- _Directions for this task_: Render every line of the listing below as a JSON list of strings, one string per line, with blank lines omitted.

- _Rows_:
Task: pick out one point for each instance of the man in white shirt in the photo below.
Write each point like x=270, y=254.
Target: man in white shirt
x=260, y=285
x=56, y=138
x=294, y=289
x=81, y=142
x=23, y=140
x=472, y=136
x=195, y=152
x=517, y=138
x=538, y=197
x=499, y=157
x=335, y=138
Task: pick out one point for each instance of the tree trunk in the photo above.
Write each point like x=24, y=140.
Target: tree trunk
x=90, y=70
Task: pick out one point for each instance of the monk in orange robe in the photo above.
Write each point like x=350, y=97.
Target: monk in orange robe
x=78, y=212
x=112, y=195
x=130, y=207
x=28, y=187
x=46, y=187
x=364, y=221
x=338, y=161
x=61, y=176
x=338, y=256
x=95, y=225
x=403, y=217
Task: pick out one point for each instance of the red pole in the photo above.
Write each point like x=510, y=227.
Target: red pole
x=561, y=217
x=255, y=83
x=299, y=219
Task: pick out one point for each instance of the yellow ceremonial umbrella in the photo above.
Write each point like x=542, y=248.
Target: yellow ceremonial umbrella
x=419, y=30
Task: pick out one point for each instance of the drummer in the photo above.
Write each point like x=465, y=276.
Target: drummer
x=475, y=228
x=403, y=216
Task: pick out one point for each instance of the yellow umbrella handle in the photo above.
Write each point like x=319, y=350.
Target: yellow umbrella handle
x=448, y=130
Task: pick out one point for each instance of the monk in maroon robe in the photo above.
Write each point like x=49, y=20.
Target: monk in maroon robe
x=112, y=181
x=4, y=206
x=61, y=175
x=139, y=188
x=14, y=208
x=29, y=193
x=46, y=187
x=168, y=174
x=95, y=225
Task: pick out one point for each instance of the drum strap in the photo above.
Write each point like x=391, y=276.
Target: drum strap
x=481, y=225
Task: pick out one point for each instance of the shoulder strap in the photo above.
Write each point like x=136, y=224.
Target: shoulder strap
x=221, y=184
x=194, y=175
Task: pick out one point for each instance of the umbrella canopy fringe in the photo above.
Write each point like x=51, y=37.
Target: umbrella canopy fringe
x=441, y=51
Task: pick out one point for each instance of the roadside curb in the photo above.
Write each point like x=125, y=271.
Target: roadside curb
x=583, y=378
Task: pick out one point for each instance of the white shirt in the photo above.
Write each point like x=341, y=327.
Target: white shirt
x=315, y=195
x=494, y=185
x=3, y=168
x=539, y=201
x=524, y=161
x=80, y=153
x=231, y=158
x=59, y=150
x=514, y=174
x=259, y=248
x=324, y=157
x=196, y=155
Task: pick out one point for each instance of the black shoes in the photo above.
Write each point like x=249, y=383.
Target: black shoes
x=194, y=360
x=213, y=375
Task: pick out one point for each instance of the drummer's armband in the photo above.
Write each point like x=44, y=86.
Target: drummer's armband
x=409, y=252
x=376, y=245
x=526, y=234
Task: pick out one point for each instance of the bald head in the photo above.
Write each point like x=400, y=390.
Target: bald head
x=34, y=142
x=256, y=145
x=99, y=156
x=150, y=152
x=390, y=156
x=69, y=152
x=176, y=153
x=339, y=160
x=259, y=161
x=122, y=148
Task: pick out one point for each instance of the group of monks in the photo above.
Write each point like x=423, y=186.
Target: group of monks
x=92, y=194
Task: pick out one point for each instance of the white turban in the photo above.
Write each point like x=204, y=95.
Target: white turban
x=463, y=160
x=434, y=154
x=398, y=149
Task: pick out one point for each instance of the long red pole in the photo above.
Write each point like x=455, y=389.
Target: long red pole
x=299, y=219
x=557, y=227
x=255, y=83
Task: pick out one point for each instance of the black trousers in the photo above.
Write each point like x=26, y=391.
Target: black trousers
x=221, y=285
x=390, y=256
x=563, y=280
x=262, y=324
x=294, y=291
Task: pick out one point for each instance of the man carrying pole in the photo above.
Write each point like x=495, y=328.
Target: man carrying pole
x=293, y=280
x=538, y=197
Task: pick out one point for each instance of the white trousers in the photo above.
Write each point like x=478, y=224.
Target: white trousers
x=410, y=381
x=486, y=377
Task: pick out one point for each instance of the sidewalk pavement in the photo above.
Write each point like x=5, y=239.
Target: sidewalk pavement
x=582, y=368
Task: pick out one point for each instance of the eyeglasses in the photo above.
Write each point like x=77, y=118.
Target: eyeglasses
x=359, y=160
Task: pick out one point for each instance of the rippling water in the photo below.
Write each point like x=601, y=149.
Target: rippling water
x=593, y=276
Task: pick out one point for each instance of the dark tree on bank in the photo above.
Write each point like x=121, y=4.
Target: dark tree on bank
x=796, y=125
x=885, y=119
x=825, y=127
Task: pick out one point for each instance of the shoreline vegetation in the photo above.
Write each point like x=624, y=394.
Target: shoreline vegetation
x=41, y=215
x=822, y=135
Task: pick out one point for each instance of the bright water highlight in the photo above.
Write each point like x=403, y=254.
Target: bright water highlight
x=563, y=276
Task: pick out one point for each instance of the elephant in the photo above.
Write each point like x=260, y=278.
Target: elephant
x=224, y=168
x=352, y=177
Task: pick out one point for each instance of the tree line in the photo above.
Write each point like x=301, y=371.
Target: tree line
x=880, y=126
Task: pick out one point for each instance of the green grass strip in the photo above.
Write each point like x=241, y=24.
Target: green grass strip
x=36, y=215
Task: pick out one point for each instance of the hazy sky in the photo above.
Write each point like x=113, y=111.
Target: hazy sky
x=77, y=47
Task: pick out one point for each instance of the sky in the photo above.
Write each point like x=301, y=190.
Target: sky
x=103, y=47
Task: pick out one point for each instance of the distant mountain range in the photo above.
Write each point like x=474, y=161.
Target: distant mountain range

- _Exercise response_:
[
  "Task: pick out one point for each instance of the man in white shirt in the photo below.",
  "Write each point like x=270, y=254.",
  "Target: man in white shirt",
  "x=260, y=285",
  "x=56, y=138",
  "x=294, y=289",
  "x=81, y=142",
  "x=23, y=140",
  "x=472, y=136",
  "x=195, y=152",
  "x=517, y=138",
  "x=538, y=197",
  "x=499, y=157",
  "x=335, y=138",
  "Task: pick out one point for each instance of the tree trunk in the photo above.",
  "Write each point like x=24, y=140.",
  "Target: tree trunk",
  "x=90, y=70",
  "Task: pick out one point for each instance of the monk in orange robe in the photo above.",
  "Write each point like x=350, y=97.",
  "Target: monk in orange robe",
  "x=78, y=212",
  "x=112, y=195",
  "x=130, y=207",
  "x=28, y=187",
  "x=46, y=187",
  "x=364, y=221",
  "x=338, y=161",
  "x=61, y=176",
  "x=338, y=256",
  "x=95, y=225",
  "x=403, y=217",
  "Task: pick out one point for each instance of the red pole in the photo above.",
  "Write each point like x=510, y=227.",
  "Target: red pole",
  "x=561, y=217",
  "x=255, y=83",
  "x=299, y=219",
  "Task: pick out one point for each instance of the yellow ceremonial umbrella in the photo above.",
  "Write each point like x=542, y=248.",
  "Target: yellow ceremonial umbrella",
  "x=419, y=30",
  "Task: pick out one point for each instance of the drummer in the photo above.",
  "Write each point like x=465, y=276.",
  "Target: drummer",
  "x=475, y=228",
  "x=403, y=216",
  "Task: pick out one point for each instance of the yellow umbrella handle in the photo above.",
  "Write each point like x=319, y=350.",
  "Target: yellow umbrella handle",
  "x=448, y=130",
  "Task: pick out one point for each instance of the monk in maroon robe in the photo above.",
  "Write each point like x=49, y=20.",
  "Target: monk in maroon robe",
  "x=112, y=181",
  "x=4, y=206",
  "x=61, y=175",
  "x=139, y=188",
  "x=14, y=208",
  "x=29, y=193",
  "x=46, y=187",
  "x=168, y=174",
  "x=95, y=225",
  "Task: pick out one point for each instance of the drum strap in the photo above.",
  "Write each point like x=391, y=276.",
  "Target: drum strap",
  "x=481, y=225",
  "Task: pick out one point for each instance of the shoulder strap in the photo above.",
  "Write each point like x=136, y=224.",
  "Target: shoulder strap",
  "x=221, y=184",
  "x=194, y=175",
  "Task: pick out one point for each instance of the umbrella canopy fringe in the photo above.",
  "Write each point like x=51, y=37.",
  "Target: umbrella canopy fringe",
  "x=441, y=51",
  "Task: pick out one point for each instance of the roadside curb in the photo above.",
  "Write each point like x=125, y=271.",
  "Target: roadside curb",
  "x=583, y=378",
  "Task: pick out one point for each instance of the white shirt in the photo above.",
  "Write each point like x=341, y=327.",
  "Target: white shirt",
  "x=315, y=195",
  "x=494, y=185",
  "x=3, y=168",
  "x=539, y=201",
  "x=524, y=161",
  "x=80, y=153",
  "x=231, y=158",
  "x=59, y=150",
  "x=514, y=174",
  "x=259, y=248",
  "x=324, y=157",
  "x=196, y=155",
  "Task: pick out one point for each instance of the black shoes in the photo above.",
  "Write each point like x=249, y=383.",
  "Target: black shoes",
  "x=194, y=360",
  "x=213, y=375",
  "Task: pick out one point for each instance of the drummer's armband in the photo above.",
  "Write each point like x=44, y=86.",
  "Target: drummer's armband",
  "x=409, y=252",
  "x=376, y=245",
  "x=526, y=234",
  "Task: pick out one point for each instance of the bald head in the photo above.",
  "Write each point like x=400, y=390.",
  "Target: bald head",
  "x=34, y=142",
  "x=256, y=145",
  "x=99, y=156",
  "x=150, y=152",
  "x=390, y=156",
  "x=69, y=152",
  "x=176, y=153",
  "x=339, y=160",
  "x=259, y=161",
  "x=122, y=148",
  "Task: pick out one point for each instance of the group of monks in the photo above.",
  "Write each point like x=423, y=186.",
  "Target: group of monks",
  "x=92, y=194",
  "Task: pick out one point for each instance of the white turban in the photo above.",
  "Write each point like x=204, y=95.",
  "Target: white turban",
  "x=463, y=160",
  "x=434, y=154",
  "x=398, y=149",
  "Task: pick out one point for each instance of the long red pole in the photo above.",
  "Write each point like x=455, y=389.",
  "Target: long red pole",
  "x=299, y=219",
  "x=557, y=227",
  "x=255, y=83",
  "Task: pick out one point for each instance of the black trousers in the photo above.",
  "Write each point like x=26, y=391.",
  "Target: black trousers",
  "x=221, y=285",
  "x=390, y=256",
  "x=563, y=280",
  "x=262, y=324",
  "x=294, y=291",
  "Task: pick out one point for each instance of the man carrying pole in the photo above.",
  "Write each point like x=495, y=328.",
  "Target: man carrying pole",
  "x=293, y=280",
  "x=538, y=197",
  "Task: pick out one point for each instance of the white trousers in the photo above.",
  "Write each point like x=478, y=224.",
  "Target: white trousers",
  "x=410, y=381",
  "x=486, y=377",
  "Task: pick out one point for each instance of the sidewalk pavement in the photo above.",
  "Write each point like x=5, y=239.",
  "Target: sidewalk pavement",
  "x=582, y=368",
  "Task: pick out one point for each instance of the eyeglasses in the photo above.",
  "Write each point like x=77, y=118.",
  "Target: eyeglasses",
  "x=359, y=160",
  "Task: pick out one point for each instance of the rippling water in the photo below.",
  "Write each point like x=601, y=149.",
  "Target: rippling water",
  "x=593, y=276",
  "Task: pick out one point for each instance of the dark tree on bank in the photo above.",
  "Write each point like x=121, y=4.",
  "Target: dark tree on bank",
  "x=796, y=125",
  "x=885, y=119",
  "x=825, y=127",
  "Task: pick out one point for each instance of the shoreline vegetation in the photo above.",
  "Write each point like x=624, y=394.",
  "Target: shoreline vegetation",
  "x=41, y=215",
  "x=822, y=135",
  "Task: pick out one point for each instance of the bright water highlight in the photo above.",
  "Write each point like x=403, y=254.",
  "Target: bright water highlight",
  "x=563, y=276",
  "Task: pick out one point for each instance of the elephant in the photo above.",
  "Write each point like x=260, y=278.",
  "Target: elephant",
  "x=224, y=168",
  "x=352, y=177",
  "Task: pick out one point for each instance of the tree line in the photo above.",
  "Write each point like x=301, y=371.",
  "Target: tree line",
  "x=880, y=126",
  "Task: pick out one point for each instance of the green grass strip in the photo above.",
  "Write each point like x=241, y=24.",
  "Target: green grass strip",
  "x=36, y=215",
  "Task: pick out one point for each instance of the hazy sky in the photo above.",
  "Write each point like x=113, y=111.",
  "Target: hazy sky",
  "x=77, y=47",
  "Task: pick out one point for each instance of the sky in the photo above.",
  "Write each point like x=301, y=190.",
  "Target: sky",
  "x=103, y=47",
  "Task: pick out one point for each instance of the distant mountain range in the photo above.",
  "Write each point like x=474, y=161.",
  "Target: distant mountain range"
]